> [WHAT TO DO]: When you reach the line containing "of the distant" in the entries below, repeat it and each line after it exactly until the entries end.

+ + + + + + +

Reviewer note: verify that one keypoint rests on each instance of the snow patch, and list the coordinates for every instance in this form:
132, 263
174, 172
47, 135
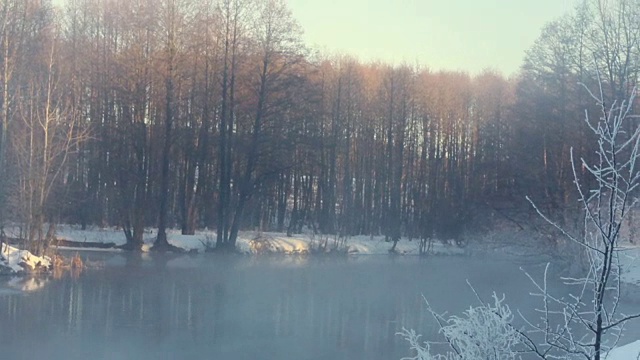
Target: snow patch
16, 261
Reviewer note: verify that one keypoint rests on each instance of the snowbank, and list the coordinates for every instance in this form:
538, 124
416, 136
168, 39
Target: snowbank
16, 261
299, 243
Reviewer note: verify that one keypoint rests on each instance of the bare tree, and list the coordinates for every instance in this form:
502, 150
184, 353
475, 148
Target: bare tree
44, 139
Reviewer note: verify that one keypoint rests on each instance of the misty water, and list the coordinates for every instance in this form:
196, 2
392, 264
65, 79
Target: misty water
215, 307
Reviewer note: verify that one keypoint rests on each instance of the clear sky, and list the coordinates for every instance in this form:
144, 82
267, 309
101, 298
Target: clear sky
470, 35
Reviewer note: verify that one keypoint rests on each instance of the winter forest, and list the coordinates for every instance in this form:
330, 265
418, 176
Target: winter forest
210, 126
212, 114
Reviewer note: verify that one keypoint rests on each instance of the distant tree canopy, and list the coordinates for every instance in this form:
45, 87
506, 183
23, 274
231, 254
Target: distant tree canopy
211, 113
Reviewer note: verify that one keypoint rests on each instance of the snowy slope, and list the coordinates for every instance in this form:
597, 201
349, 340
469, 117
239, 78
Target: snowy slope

+ + + + + + +

> [TASK RESPONSE]:
Reviewer note: verify that one keypoint rests on each instance of the distant tree canopy, and list the coordinates for every instance in this form:
45, 87
506, 183
23, 274
231, 254
Target: distant tree canopy
211, 113
Reviewer note: verify that one keypoint rests on each instance of the snowy slope, and list the coordinates for every instance in this form:
597, 201
349, 340
469, 117
239, 78
Target: snowy slope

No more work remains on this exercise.